Questions on the material —
1. How would you render this sentence from the post about startled snakes in Spanish: "I doubt I can be surprised but I can be startled."
2. Can you repeat the post about startled snakes word for word, from "I doubt I can" up to and including "of the year."?

Selected passage —
I doubt I can be surprised
but I can be startled. Twice Saturday I scared up snakes- the first time I walked back to the Cushman and there was one laying right where I had been laying. At this point I was wearing Crocs and since I nearly stepped on the bastard I treated partner to a couple of steps of the traditional dance of my peoples. The second time we were putting some spare dirt on a hole where a stump is rotting, and a snake [popped out of there. I would have never done a thing except he turned and threatened me, and I decided, small though he was, he had crossed over the “live and let live” line. Both were thamnopis in nature, common as dirt and they swarm on my yard at certain times of the year.
I am at this point moved to share with you some wisdom from Josh Billings, from “the complete works”
STRIPED SNAKE.

Dataset content —
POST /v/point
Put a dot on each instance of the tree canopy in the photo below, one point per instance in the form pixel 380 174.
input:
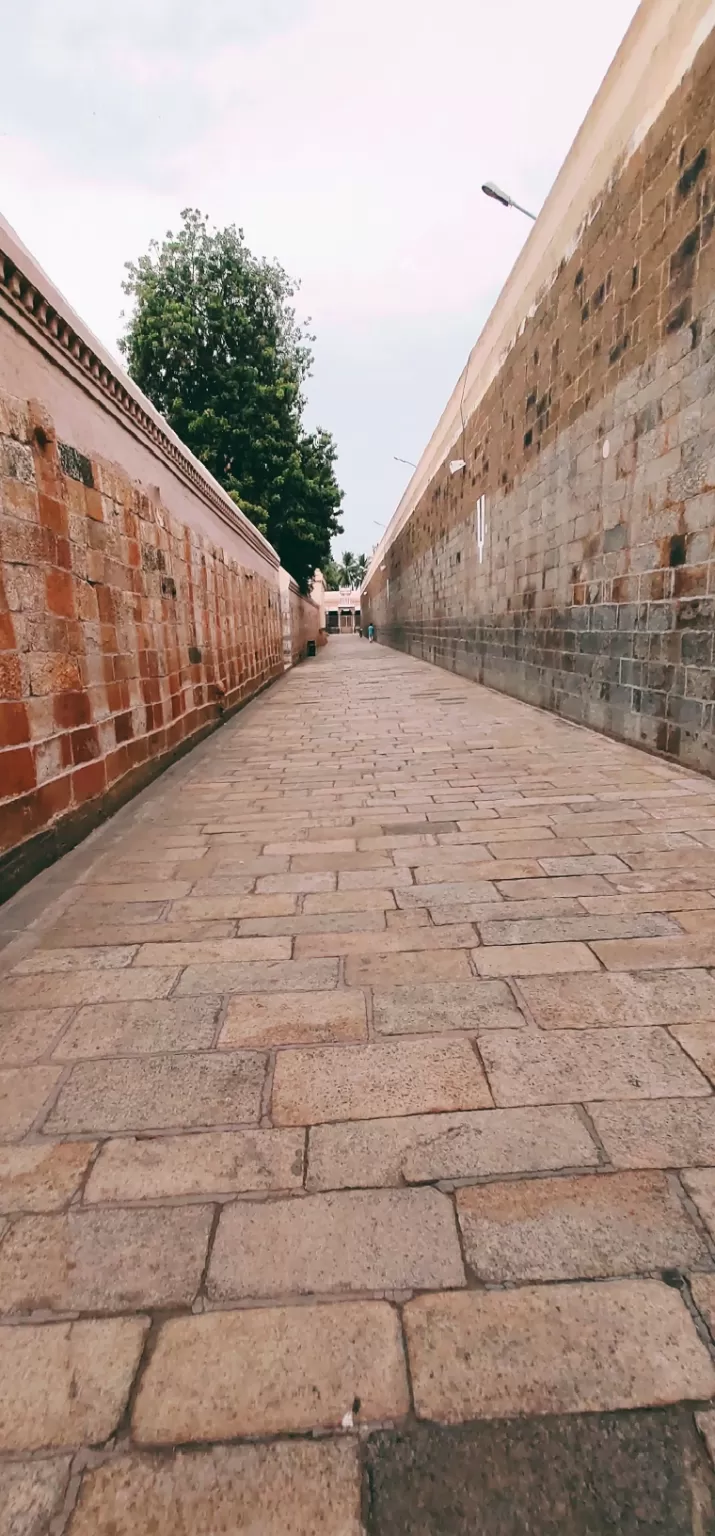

Solutions in order —
1. Dudo que se me pueda sorprender, pero sí se me puede sobresaltar.

2.
I doubt I can be surprised
but I can be startled. Twice Saturday I scared up snakes- the first time I walked back to the Cushman and there was one laying right where I had been laying. At this point I was wearing Crocs and since I nearly stepped on the bastard I treated partner to a couple of steps of the traditional dance of my peoples. The second time we were putting some spare dirt on a hole where a stump is rotting, and a snake [popped out of there. I would have never done a thing except he turned and threatened me, and I decided, small though he was, he had crossed over the “live and let live” line. Both were thamnopis in nature, common as dirt and they swarm on my yard at certain times of the year.